Task
In the part of the records that opens with the line containing "Player-spacing review: tag the cupola" and closes with the line containing "Target: bell tower", swap "cypress tree" for "olive tree" and write out only those lines, changing nothing else.

##### Exercise material

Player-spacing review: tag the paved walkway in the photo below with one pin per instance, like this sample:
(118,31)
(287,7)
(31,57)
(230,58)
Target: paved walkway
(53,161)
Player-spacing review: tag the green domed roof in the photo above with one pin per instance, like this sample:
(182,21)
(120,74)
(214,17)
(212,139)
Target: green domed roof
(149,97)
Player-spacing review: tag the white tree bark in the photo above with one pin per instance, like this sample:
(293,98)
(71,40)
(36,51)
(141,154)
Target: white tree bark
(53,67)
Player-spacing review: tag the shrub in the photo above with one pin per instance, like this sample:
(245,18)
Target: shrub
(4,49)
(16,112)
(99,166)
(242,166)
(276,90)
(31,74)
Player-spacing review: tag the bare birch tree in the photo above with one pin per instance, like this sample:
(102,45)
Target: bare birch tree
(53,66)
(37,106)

##########
##### Exercise material

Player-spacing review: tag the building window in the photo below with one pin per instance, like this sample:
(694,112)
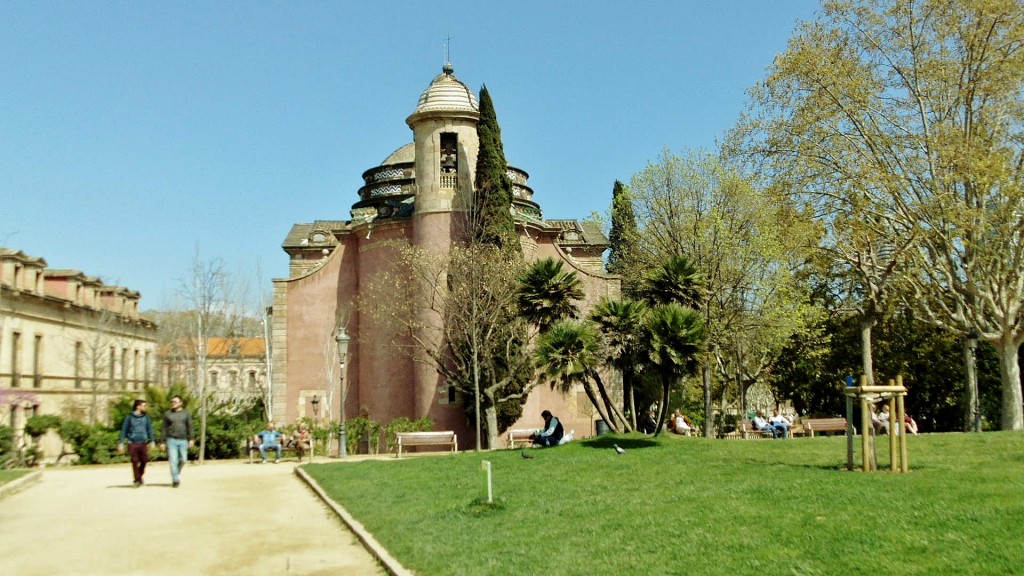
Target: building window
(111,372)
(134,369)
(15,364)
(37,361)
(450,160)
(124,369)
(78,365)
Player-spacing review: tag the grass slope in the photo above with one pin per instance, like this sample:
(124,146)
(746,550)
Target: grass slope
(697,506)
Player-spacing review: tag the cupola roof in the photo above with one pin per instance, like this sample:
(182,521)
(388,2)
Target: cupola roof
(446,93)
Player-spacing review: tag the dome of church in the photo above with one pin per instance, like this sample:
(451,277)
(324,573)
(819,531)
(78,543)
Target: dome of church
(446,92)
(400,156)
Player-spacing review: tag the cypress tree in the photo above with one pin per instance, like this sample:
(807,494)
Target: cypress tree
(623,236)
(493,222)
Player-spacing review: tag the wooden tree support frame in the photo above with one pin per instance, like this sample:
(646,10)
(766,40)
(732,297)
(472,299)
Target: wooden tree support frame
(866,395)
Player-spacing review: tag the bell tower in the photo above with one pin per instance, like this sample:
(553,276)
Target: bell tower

##########

Response to this task
Player-spacing review: tag the cupola roof in the photo above with one pin per instance, like this sample:
(182,521)
(388,2)
Target: cupola roof
(446,93)
Player-spacing review: tag the dome of church in the photo above with one pin per instance, like this sample:
(451,277)
(324,573)
(819,531)
(78,543)
Target: dome of church
(446,92)
(400,156)
Player-spacing review: tag the olive tree in the photo above with one pin per instance, like this sample:
(807,494)
Target: olive tree
(623,236)
(493,222)
Player-spacing review: tag the wooden tree support frame in the photo above with one pin per instance, like this sample:
(646,10)
(766,40)
(732,297)
(472,299)
Target: wooden tree support frame
(866,395)
Player-spacing review: tag the bell tower in the photo above with one pin per instance, like this sample:
(553,276)
Target: bell tower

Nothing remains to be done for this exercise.